# [WHAT YOU NEED TO DO]
Print the records below word for word, from the line containing "Question. Spot each instance of the plaid" through the final line, with both of those lines included.

--- Start ---

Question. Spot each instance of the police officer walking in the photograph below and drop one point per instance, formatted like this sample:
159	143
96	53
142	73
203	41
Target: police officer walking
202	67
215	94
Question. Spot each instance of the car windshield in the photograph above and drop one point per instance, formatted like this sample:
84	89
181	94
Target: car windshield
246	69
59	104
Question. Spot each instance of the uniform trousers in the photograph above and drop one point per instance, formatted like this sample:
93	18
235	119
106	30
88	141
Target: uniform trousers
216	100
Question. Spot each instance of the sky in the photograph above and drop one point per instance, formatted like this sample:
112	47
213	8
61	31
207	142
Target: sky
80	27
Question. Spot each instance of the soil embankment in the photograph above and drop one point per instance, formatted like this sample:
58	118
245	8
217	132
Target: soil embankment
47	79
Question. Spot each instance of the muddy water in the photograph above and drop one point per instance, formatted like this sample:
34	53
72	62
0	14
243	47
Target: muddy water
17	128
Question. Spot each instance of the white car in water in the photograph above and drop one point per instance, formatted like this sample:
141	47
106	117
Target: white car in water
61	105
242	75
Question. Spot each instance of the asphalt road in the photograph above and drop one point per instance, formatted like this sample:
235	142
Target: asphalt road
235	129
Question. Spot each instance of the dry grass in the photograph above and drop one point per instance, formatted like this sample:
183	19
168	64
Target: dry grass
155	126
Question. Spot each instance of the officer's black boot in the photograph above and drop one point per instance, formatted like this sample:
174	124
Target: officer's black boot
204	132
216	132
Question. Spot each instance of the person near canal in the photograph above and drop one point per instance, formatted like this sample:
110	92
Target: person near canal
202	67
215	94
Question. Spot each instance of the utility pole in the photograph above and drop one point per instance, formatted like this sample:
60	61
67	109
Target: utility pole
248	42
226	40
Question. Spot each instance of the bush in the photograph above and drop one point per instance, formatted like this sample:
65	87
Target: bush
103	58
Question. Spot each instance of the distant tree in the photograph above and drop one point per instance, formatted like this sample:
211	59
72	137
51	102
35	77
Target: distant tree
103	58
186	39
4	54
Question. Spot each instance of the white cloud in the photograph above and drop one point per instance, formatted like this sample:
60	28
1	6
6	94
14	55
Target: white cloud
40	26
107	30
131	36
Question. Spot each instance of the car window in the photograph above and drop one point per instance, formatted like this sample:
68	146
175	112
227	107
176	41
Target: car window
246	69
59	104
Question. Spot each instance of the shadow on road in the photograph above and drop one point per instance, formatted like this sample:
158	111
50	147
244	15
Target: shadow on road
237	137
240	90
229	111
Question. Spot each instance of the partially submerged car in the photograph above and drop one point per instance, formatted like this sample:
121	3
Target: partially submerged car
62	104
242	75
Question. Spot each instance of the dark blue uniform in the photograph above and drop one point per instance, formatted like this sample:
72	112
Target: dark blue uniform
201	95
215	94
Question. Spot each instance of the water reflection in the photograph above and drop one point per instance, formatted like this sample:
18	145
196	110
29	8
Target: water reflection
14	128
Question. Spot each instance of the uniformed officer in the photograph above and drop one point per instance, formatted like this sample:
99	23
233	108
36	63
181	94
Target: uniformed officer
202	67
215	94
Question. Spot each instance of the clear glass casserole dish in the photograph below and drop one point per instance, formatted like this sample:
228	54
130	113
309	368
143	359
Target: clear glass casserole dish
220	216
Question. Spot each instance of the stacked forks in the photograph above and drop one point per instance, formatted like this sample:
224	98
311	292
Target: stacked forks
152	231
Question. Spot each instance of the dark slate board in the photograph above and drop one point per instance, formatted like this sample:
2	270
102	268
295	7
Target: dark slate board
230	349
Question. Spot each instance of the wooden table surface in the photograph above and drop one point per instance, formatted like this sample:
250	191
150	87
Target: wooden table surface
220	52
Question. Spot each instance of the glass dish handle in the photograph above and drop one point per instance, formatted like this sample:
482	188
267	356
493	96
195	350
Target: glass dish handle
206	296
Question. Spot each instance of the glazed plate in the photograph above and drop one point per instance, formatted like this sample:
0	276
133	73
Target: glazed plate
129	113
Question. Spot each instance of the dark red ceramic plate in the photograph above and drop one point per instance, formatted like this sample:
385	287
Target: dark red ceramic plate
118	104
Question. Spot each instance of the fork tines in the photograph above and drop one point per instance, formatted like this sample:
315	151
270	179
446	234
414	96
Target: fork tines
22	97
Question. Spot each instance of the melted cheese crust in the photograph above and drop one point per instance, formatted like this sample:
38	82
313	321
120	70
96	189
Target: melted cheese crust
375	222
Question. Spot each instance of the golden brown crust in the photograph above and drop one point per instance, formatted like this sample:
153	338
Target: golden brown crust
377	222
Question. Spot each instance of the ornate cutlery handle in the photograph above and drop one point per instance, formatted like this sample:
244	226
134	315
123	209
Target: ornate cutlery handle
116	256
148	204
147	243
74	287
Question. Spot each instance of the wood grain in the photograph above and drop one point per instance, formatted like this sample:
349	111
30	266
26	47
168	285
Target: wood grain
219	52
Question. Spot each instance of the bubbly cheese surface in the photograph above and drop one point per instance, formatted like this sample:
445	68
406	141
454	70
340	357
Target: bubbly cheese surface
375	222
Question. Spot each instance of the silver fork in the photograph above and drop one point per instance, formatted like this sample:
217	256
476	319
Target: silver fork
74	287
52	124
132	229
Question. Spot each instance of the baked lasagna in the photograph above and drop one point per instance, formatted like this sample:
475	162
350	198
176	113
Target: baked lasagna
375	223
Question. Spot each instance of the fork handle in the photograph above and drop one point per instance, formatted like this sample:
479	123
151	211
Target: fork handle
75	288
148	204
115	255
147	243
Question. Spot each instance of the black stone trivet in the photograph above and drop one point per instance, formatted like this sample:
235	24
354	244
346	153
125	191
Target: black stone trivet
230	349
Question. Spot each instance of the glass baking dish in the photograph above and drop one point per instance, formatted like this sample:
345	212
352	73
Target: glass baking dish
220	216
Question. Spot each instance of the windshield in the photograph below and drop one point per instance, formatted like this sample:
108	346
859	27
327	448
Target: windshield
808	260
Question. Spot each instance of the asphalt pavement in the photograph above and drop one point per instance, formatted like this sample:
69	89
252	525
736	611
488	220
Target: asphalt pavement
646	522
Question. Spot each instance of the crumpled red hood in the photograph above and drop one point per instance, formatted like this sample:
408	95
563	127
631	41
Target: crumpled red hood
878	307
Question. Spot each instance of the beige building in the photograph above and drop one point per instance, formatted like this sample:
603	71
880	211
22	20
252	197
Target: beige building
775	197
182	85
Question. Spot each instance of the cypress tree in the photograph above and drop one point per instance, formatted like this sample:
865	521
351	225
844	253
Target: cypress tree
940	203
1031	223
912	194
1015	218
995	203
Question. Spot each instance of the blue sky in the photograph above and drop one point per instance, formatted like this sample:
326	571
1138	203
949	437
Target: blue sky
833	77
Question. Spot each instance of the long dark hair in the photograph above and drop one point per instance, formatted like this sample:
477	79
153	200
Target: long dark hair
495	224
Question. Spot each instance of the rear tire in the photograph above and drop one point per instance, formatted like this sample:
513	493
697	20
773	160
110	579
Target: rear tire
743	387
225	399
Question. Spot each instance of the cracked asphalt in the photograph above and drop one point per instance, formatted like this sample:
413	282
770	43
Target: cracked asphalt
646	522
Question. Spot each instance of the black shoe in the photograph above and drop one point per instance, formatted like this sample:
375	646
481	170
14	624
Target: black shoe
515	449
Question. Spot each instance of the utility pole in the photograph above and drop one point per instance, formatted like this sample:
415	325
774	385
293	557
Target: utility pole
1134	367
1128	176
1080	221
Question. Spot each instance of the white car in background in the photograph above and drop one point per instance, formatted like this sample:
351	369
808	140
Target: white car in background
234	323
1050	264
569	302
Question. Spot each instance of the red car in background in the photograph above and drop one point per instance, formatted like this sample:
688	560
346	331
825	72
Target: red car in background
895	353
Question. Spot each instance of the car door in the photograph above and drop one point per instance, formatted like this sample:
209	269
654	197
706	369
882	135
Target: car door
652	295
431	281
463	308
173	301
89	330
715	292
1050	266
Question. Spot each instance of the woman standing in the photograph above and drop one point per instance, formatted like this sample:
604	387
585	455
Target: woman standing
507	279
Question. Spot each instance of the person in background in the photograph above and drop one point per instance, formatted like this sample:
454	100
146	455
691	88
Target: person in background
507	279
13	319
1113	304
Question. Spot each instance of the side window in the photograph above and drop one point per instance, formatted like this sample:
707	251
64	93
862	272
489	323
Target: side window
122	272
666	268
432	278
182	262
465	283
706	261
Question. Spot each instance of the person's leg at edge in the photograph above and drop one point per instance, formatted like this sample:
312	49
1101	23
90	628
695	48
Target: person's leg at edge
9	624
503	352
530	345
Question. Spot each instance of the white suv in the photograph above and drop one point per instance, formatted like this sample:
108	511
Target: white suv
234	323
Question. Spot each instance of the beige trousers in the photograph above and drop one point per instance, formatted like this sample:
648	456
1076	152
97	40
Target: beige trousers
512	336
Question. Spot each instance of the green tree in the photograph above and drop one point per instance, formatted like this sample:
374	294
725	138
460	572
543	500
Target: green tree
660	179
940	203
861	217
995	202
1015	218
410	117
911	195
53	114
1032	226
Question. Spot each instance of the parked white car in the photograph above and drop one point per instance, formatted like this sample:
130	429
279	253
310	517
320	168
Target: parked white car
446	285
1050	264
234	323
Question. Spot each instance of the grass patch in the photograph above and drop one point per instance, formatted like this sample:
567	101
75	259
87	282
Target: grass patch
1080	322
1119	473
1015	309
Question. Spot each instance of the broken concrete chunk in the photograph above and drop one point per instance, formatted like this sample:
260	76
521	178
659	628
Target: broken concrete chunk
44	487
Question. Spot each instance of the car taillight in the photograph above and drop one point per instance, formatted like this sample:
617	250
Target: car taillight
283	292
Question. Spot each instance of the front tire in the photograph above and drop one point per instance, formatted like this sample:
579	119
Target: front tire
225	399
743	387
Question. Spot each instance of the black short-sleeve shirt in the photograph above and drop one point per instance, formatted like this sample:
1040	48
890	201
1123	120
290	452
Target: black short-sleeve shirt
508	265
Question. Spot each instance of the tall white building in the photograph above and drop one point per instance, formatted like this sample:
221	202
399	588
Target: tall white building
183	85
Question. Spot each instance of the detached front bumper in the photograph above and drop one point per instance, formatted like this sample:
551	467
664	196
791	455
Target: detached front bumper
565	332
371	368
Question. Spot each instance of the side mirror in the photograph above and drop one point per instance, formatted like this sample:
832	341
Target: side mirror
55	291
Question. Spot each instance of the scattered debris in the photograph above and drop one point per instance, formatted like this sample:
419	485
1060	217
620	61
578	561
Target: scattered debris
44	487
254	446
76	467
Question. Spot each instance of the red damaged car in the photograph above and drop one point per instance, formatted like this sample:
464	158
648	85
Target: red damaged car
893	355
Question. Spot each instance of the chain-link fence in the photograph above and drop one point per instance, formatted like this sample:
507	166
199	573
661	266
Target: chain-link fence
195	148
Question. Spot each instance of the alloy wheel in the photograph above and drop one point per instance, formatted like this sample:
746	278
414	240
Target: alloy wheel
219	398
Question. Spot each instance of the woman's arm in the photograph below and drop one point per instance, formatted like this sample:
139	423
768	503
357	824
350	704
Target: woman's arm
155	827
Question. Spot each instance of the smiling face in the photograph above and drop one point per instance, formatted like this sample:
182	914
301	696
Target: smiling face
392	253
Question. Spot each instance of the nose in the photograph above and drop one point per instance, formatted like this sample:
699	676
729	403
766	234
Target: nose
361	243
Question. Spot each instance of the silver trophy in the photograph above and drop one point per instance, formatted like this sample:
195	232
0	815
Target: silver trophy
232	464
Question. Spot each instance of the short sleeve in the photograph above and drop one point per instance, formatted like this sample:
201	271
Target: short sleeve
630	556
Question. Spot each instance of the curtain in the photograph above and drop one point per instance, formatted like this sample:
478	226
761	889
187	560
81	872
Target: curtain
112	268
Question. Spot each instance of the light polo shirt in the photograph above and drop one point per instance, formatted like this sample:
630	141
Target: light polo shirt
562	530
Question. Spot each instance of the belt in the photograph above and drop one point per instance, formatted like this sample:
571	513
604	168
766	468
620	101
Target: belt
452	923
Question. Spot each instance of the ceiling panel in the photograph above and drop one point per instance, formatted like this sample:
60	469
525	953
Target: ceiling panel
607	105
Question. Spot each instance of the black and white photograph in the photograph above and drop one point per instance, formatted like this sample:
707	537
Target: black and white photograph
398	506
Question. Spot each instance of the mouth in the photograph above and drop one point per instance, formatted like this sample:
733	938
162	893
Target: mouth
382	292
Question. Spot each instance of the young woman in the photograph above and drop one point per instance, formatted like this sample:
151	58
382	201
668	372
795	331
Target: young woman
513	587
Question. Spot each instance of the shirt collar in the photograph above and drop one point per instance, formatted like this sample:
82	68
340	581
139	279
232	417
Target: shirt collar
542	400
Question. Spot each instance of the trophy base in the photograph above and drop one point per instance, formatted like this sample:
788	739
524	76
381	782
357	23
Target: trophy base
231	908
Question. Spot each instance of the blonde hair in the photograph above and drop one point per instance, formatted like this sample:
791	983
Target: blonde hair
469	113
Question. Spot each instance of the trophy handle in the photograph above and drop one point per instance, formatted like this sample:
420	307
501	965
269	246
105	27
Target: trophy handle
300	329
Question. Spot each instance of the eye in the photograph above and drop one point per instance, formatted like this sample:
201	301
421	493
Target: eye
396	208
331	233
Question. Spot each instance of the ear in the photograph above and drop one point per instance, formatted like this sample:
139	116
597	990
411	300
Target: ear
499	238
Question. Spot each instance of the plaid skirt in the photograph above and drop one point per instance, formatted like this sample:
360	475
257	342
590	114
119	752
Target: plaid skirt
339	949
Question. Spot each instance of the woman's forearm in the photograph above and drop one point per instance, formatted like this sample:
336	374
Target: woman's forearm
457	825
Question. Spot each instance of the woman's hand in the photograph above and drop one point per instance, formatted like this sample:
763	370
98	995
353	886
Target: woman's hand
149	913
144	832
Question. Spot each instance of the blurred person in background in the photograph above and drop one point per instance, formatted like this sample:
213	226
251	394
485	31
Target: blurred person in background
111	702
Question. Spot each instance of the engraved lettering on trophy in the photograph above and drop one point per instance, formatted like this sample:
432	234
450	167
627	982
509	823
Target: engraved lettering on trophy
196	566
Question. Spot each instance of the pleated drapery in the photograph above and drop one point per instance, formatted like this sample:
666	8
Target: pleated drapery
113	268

--- End ---

# [SOLUTION FOR THIS PROBLEM]
Question. Spot each instance of the plaid skirt in the photograph above and drop one point per instance, formatted like this sample:
360	475
257	342
590	114
119	752
Target: plaid skirt
339	949
Question. Spot each instance of the woman's forearm in the photograph above and drop one point per instance, formatted like this sample:
336	374
Target: woman's forearm
457	825
Question. Spot each instance of the woman's hand in the photograph above and drop one point per instance, formatted like this sample:
763	370
98	995
353	886
Target: woman's hand
149	913
144	832
Question. Spot each instance of the blurred person in background in the photograph above and drop one point per instance, formatted like this sample:
213	226
251	394
485	31
Target: blurred person in background
111	702
Question. Spot each instance of the engraved lettering on trophy in the photograph above and drop one point per instance, formatted like this sample:
432	234
450	167
627	982
509	823
Target: engraved lettering on trophy
196	566
Question. Spot each instance of the pleated drapery in the photograph above and drop one point per instance, formatted like this sample:
666	8
Target: pleated drapery
113	268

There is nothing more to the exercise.